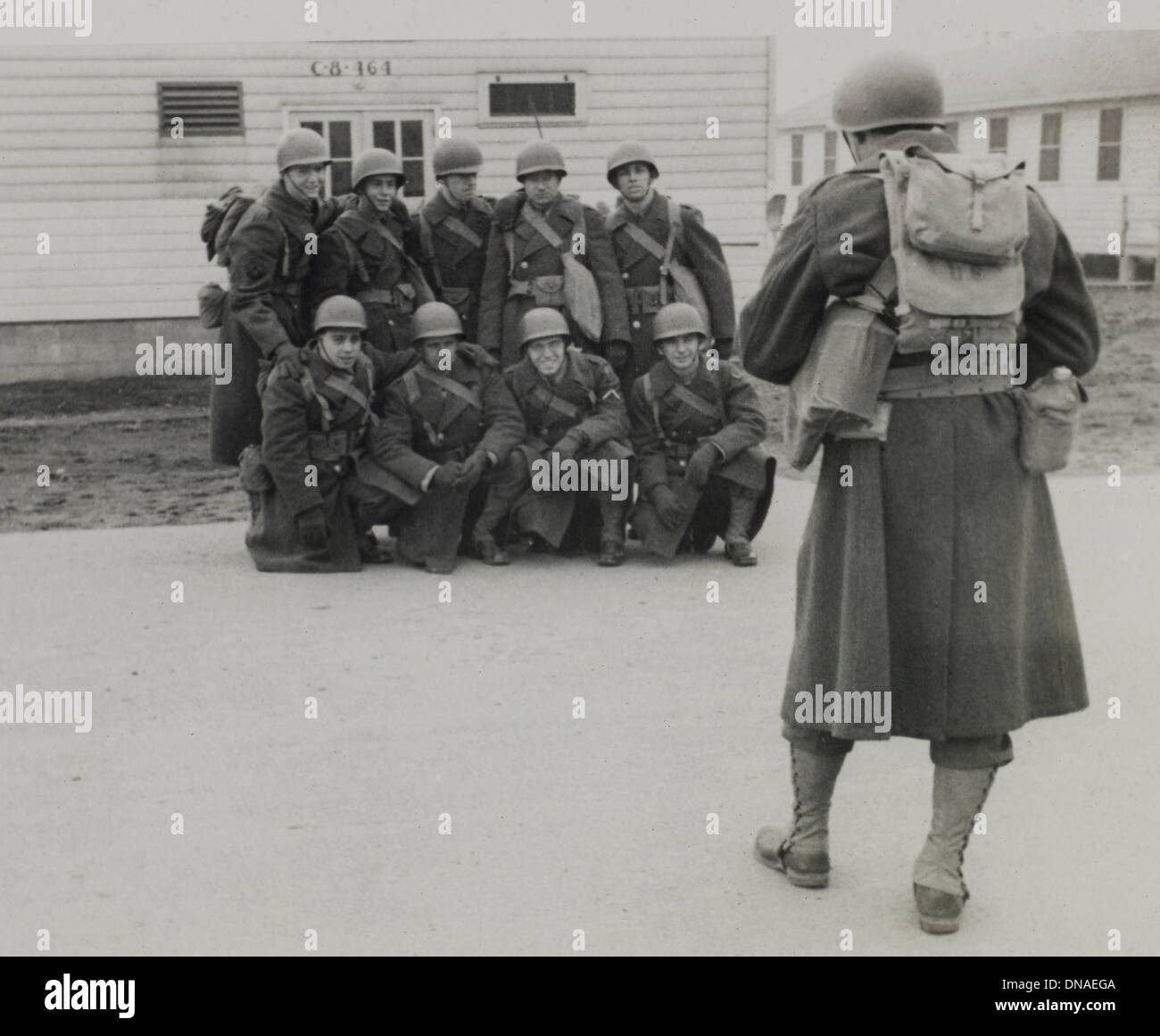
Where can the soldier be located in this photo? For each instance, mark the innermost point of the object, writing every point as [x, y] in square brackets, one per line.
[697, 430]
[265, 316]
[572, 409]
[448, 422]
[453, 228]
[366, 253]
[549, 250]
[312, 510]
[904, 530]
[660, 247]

==

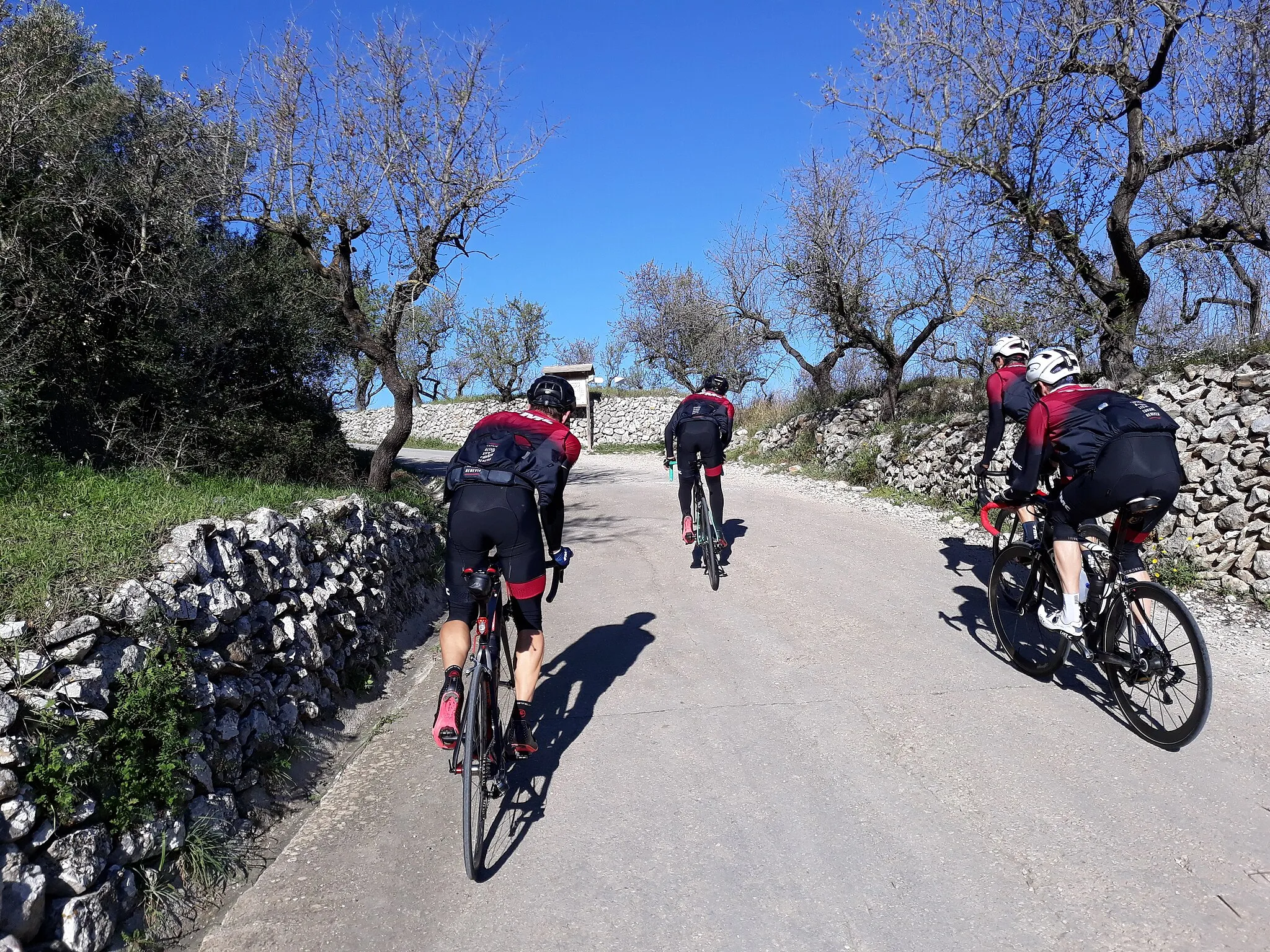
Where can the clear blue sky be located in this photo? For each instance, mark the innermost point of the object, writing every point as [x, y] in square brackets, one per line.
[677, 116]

...

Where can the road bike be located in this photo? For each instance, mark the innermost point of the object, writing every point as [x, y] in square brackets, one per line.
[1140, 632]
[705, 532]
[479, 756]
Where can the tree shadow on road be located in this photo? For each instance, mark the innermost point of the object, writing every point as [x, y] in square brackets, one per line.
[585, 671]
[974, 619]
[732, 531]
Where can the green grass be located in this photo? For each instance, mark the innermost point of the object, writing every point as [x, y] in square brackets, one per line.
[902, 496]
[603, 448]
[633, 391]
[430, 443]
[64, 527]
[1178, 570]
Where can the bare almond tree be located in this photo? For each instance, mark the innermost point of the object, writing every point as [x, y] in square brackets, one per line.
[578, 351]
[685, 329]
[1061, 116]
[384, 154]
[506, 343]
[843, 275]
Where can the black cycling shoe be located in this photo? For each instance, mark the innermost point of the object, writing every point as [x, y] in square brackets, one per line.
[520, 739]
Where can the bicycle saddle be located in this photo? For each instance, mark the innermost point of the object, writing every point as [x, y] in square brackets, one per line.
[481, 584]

Work required
Copy the items from the line holding "Where can the green" through the line holding "[1178, 570]", inclusive, swapping "green grass" for "lawn" and changing nothing else.

Result below
Where can the lawn be located in this photo? For each instance, mark the innermost point of the object, writing every point as [x, y] in square brackets, one per line.
[902, 496]
[603, 448]
[633, 391]
[430, 443]
[64, 527]
[1178, 570]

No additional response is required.